Records of point placements
______________________________

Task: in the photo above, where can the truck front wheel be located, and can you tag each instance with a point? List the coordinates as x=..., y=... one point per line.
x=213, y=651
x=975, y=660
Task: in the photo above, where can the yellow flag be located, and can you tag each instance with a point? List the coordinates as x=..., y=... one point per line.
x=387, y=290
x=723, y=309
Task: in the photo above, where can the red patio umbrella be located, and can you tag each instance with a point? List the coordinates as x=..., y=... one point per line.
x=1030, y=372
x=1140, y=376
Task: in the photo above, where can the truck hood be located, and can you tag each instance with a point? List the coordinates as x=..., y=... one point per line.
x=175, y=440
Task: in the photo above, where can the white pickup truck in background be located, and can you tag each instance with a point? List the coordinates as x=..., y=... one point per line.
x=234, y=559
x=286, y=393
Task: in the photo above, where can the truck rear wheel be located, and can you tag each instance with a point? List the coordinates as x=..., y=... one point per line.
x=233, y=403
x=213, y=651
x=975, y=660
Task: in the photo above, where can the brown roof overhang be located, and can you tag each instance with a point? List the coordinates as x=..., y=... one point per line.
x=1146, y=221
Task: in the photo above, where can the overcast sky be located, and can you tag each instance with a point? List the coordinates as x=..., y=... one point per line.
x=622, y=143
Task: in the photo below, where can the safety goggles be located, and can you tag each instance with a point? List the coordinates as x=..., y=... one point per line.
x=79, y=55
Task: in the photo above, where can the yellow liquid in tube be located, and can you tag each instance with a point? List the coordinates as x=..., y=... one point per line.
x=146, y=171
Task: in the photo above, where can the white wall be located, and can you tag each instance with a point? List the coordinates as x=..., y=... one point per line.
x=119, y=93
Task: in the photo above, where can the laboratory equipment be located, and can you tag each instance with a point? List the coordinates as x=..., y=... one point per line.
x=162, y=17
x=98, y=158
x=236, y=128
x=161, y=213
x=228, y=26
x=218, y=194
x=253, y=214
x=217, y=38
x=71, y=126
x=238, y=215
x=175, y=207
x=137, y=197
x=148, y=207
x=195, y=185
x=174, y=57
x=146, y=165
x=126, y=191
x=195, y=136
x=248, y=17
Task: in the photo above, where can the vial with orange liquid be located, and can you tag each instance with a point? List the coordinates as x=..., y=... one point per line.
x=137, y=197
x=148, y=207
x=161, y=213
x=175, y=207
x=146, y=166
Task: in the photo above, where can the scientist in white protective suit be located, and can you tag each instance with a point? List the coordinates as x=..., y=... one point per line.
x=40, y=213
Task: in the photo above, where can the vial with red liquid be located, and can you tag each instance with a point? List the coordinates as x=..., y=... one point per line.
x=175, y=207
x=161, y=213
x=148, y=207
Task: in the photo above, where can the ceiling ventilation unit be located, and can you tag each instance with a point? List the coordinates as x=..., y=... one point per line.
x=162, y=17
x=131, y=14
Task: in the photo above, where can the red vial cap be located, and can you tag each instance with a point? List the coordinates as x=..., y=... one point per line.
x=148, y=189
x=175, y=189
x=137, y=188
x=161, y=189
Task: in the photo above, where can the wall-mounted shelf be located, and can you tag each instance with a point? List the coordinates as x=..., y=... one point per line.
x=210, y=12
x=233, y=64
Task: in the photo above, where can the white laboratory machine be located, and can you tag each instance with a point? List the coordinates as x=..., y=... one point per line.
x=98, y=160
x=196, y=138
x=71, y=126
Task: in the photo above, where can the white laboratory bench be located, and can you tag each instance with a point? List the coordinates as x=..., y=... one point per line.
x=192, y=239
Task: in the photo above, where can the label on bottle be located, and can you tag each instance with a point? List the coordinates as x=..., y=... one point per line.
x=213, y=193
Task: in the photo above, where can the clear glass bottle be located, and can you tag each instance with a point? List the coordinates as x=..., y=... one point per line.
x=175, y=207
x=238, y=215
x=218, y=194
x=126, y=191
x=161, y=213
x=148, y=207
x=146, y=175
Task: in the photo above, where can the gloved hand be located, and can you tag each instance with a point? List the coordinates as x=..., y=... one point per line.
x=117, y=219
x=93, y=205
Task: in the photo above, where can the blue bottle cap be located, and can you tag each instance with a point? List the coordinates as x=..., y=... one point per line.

______________________________

(The problem): Recast the material above as a numbered list, beginning with the line that contains "Task: in the photo above, where can the truck hood" and continuing through the line that contains "x=119, y=93", both included. Leave out any blank lines.

(Answer for this exercise):
1. Task: in the photo above, where can the truck hood be located, and can you tag each instance with a point? List the coordinates as x=..., y=... one point per line.
2. x=175, y=440
3. Task: in the photo above, where can the white pickup truck in background be located, and can you tag each instance with a point? List the coordinates as x=..., y=... one point per line.
4. x=234, y=559
5. x=286, y=393
6. Task: in the photo above, where can the truck rear wheel be located, and can you tag each instance with a point? List the coordinates as x=..., y=... one point per line.
7. x=233, y=403
8. x=213, y=651
9. x=975, y=660
10. Task: in the photo above, where can the brown roof overhang be located, and can you tag each instance with a point? List the coordinates as x=..., y=... one point per line.
11. x=1146, y=221
12. Task: in the photo above, where can the overcast sky be located, and can you tag each instance with a point? List the coordinates as x=..., y=... one point per line.
13. x=622, y=143
14. Task: in the photo below, where can the safety goggles be located, and can you tag each instance with a point? List the coordinates as x=..., y=... one point per line.
15. x=79, y=55
16. Task: in the photo above, where can the yellow liquid in tube be located, and can you tag each instance with a point? List the coordinates as x=..., y=... one point per line.
17. x=146, y=171
18. Task: in the photo above, where can the white wall be located, and can you tag each instance with a point? List the coordinates as x=..., y=... one point per line.
19. x=119, y=93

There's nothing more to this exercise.